| PROBLEM STATEMENT |
Extract the passage from the article on the Auditor-General South Africa's pandemic response below, starting with "AGSA’s new multidisciplinary" and going on through "and the country.".

| EXTRACT TO READ |
%%

It is imperative that SAIs use the tragic disruption of the COVID-19 pandemic to assess and enhance their operations, better fulfill their responsibilities to the public, meet the demands of stakeholders, and prepare for future crises.
by Ms. Sibongiseni Ngoma, Head of Audit: National Audits, Auditor-General South Africa
As difficult as the COVID-19 pandemic has been, one of its gifts is the opportunity to reflect on progress made and prepare for the challenges that lie ahead. With staff that are experiencing the impact of the pandemic on a daily basis, leaders of Supreme Audit Institutions (SAIs) must first and foremost prioritize health and safety. However, to ensure business continuity and stay relevant during the crisis, and to build a future-fit institution, SAI leaders also need to consider how best to enhance operations in response to changing conditions. At Auditor-General South Africa (AGSA), we have taken key steps to do just that, including instilling a new organizational culture and establishing a multidisciplinary forum to coordinate the work of the SAI while responding to the pandemic in real time.
AGSA, in welcoming Ms Tsakani Maluleke—the first female Auditor-General in its 109-year history—also ushered in a new organizational culture, one that has at its heart the wellbeing of its employees. Our values—caring for each other, building trust, doing the right thing, and excelling in all we do—underpin the operational changes we have made.
AGSA’s new multidisciplinary forum, which comprises leaders from our audit and support functions, has implemented an array of COVID-19 strategies, such as measures to ensure business continuity, protect our staff, and streamline and enhance our policies and procedures. These strategies have enabled us to build on the resilience and commitment of our leaders and employees, putting us in a good position to respond to the needs of the government and the country.
One of our most significant accomplishments during the pandemic was conducting real-time audits of COVID-19 relief spending by government departments and agencies, and publishing three special reports with our findings and recommendations by the end of June 2021. These reports clearly confirmed the risks related to the government’s pre-existing internal control weaknesses and fragmented information systems.
If anything, these risks were more evident in times of crisis and resulted in more leakage from the Public Financial Management system. The real-time nature of our findings empowered the government to take immediate actions, such as improving controls and recovering monies.

%%

(Dataset records)
%%

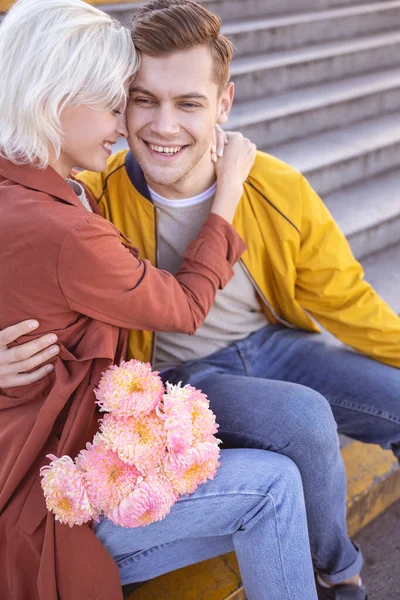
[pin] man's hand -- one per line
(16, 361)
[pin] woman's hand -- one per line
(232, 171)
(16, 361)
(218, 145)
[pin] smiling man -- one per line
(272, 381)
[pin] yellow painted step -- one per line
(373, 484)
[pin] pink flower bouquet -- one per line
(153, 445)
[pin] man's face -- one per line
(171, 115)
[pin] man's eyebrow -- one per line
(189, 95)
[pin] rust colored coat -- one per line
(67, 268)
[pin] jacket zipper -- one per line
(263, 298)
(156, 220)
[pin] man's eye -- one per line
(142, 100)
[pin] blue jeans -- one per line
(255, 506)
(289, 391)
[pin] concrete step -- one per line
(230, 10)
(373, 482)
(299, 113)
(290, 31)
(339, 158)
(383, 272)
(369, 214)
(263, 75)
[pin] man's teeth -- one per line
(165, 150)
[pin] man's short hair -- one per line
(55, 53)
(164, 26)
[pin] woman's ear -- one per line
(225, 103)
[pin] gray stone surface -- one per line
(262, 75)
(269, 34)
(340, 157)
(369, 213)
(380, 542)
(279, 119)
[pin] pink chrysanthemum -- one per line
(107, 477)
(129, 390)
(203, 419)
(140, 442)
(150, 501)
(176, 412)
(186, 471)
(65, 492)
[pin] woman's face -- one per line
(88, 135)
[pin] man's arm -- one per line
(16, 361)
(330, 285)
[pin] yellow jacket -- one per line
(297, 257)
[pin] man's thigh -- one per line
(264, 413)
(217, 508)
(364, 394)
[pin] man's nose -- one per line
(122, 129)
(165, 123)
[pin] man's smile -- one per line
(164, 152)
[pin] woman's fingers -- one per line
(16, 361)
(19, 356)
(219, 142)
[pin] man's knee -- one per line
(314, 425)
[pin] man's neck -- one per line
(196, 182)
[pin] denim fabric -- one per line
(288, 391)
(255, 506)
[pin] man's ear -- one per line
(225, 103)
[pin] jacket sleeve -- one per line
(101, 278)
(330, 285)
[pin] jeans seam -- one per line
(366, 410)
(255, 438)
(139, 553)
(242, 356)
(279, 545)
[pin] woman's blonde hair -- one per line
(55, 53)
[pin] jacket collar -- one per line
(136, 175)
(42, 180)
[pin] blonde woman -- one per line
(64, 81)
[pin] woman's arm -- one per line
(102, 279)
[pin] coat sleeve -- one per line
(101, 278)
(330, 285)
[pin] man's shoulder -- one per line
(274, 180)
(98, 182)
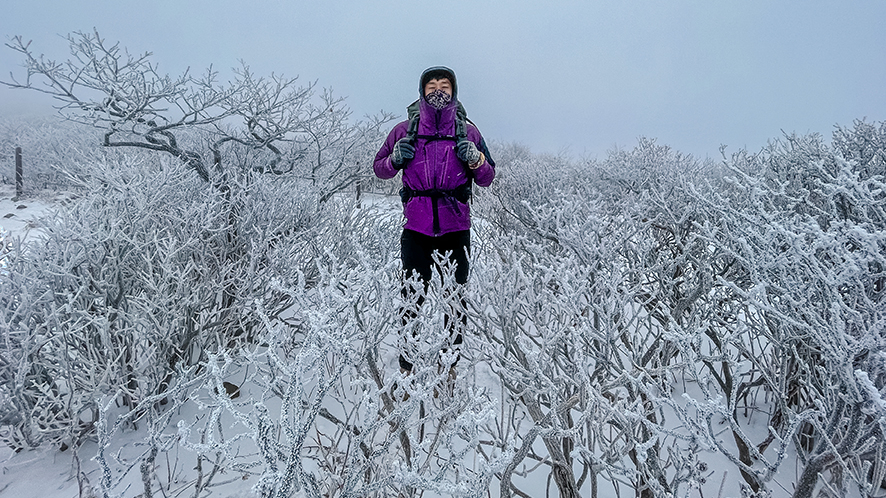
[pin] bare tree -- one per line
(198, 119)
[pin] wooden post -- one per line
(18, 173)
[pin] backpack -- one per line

%%

| EXERCISE OUTPUT |
AGSA’s new multidisciplinary forum, which comprises leaders from our audit and support functions, has implemented an array of COVID-19 strategies, such as measures to ensure business continuity, protect our staff, and streamline and enhance our policies and procedures. These strategies have enabled us to build on the resilience and commitment of our leaders and employees, putting us in a good position to respond to the needs of the government and the country.